▸ Point localization data
-=-=-=-=-

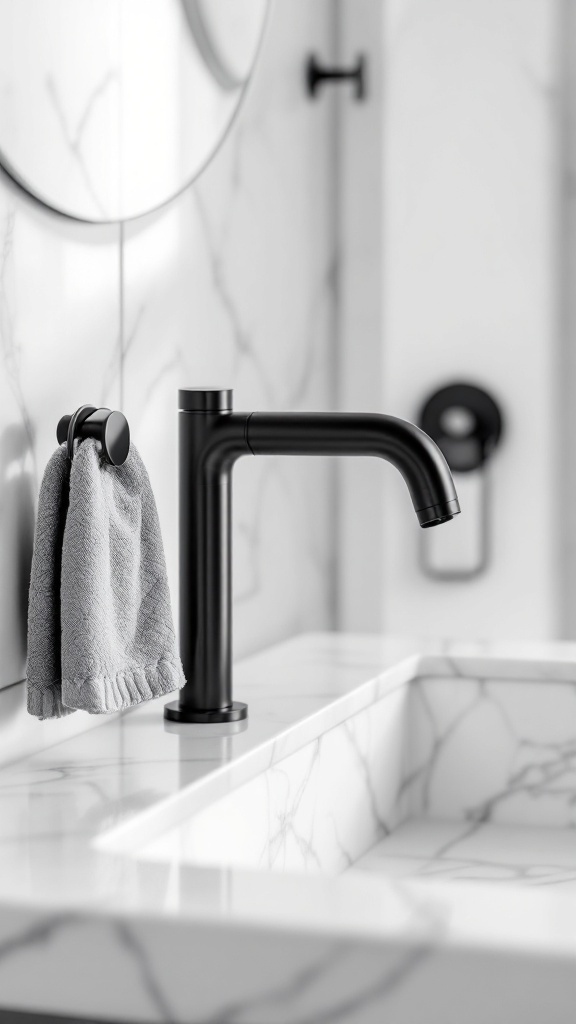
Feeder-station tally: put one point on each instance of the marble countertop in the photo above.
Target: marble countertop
(86, 928)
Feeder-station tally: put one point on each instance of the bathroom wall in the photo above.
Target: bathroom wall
(231, 284)
(461, 133)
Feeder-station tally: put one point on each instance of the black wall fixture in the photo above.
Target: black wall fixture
(466, 423)
(317, 75)
(108, 427)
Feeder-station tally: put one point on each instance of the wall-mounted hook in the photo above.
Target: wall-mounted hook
(108, 427)
(316, 75)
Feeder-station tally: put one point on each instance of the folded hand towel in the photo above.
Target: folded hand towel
(99, 633)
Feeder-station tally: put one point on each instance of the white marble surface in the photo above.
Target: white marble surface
(232, 284)
(455, 275)
(284, 947)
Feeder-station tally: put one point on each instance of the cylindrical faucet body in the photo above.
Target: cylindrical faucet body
(211, 438)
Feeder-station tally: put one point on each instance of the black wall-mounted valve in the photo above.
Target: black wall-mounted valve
(465, 423)
(316, 75)
(108, 427)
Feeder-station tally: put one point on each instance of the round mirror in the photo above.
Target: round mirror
(111, 108)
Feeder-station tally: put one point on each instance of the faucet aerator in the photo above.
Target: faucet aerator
(434, 515)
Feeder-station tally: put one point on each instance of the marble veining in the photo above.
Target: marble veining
(357, 914)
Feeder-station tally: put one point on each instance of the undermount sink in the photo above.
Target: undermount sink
(394, 829)
(441, 777)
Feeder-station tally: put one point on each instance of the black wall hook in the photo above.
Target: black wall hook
(316, 75)
(108, 427)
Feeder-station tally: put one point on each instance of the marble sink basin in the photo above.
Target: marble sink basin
(441, 777)
(392, 839)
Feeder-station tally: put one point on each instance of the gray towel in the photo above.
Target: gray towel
(99, 631)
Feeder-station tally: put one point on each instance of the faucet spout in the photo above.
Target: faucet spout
(414, 454)
(211, 438)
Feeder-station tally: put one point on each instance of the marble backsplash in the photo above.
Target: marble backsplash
(232, 284)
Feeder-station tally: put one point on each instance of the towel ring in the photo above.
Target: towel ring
(108, 427)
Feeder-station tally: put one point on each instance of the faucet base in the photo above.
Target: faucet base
(236, 712)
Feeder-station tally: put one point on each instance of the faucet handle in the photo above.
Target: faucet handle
(205, 399)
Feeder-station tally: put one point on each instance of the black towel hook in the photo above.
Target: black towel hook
(108, 427)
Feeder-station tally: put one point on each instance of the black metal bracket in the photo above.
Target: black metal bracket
(316, 75)
(108, 427)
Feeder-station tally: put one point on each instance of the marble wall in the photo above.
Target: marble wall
(231, 284)
(461, 223)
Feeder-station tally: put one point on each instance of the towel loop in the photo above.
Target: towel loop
(108, 427)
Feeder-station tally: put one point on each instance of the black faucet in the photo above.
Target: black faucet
(211, 438)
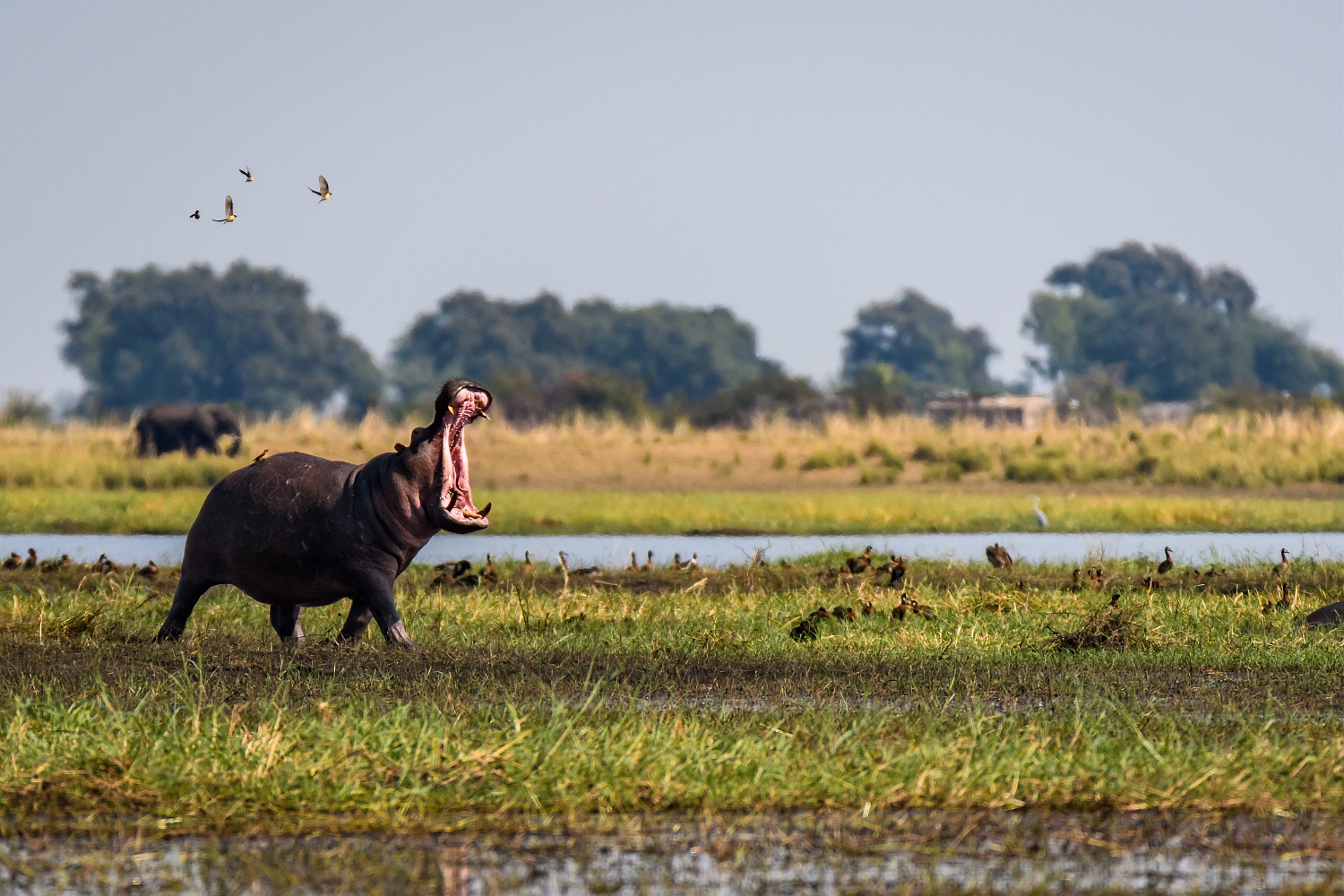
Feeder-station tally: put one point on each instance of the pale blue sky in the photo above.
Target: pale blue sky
(790, 161)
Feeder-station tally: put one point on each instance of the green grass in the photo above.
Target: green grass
(672, 692)
(822, 512)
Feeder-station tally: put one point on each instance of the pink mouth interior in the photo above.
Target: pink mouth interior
(456, 495)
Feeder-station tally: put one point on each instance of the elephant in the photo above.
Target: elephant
(191, 427)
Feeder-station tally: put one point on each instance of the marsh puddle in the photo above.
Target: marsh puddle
(932, 853)
(719, 551)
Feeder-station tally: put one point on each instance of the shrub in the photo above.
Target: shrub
(926, 452)
(970, 460)
(890, 458)
(831, 458)
(884, 476)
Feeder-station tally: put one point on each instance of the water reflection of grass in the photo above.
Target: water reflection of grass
(792, 512)
(667, 692)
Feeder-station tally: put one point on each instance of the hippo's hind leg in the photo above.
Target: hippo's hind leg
(183, 602)
(284, 619)
(375, 592)
(358, 619)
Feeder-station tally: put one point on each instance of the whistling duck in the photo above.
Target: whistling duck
(862, 562)
(898, 571)
(53, 565)
(564, 563)
(999, 556)
(806, 630)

-=-=-=-=-

▸ Exercise description
Reply with an exact copy of the lines running from the one containing "Target: hippo's hind leg" through the end of the entries above, both ends included.

▸ Task response
Target: hippo's hind leg
(183, 602)
(284, 619)
(375, 592)
(358, 619)
Feeder-station tally: put one point on each instance of the whistling duck in the photo above.
Target: whistling duck
(862, 562)
(898, 571)
(53, 565)
(564, 563)
(999, 556)
(806, 630)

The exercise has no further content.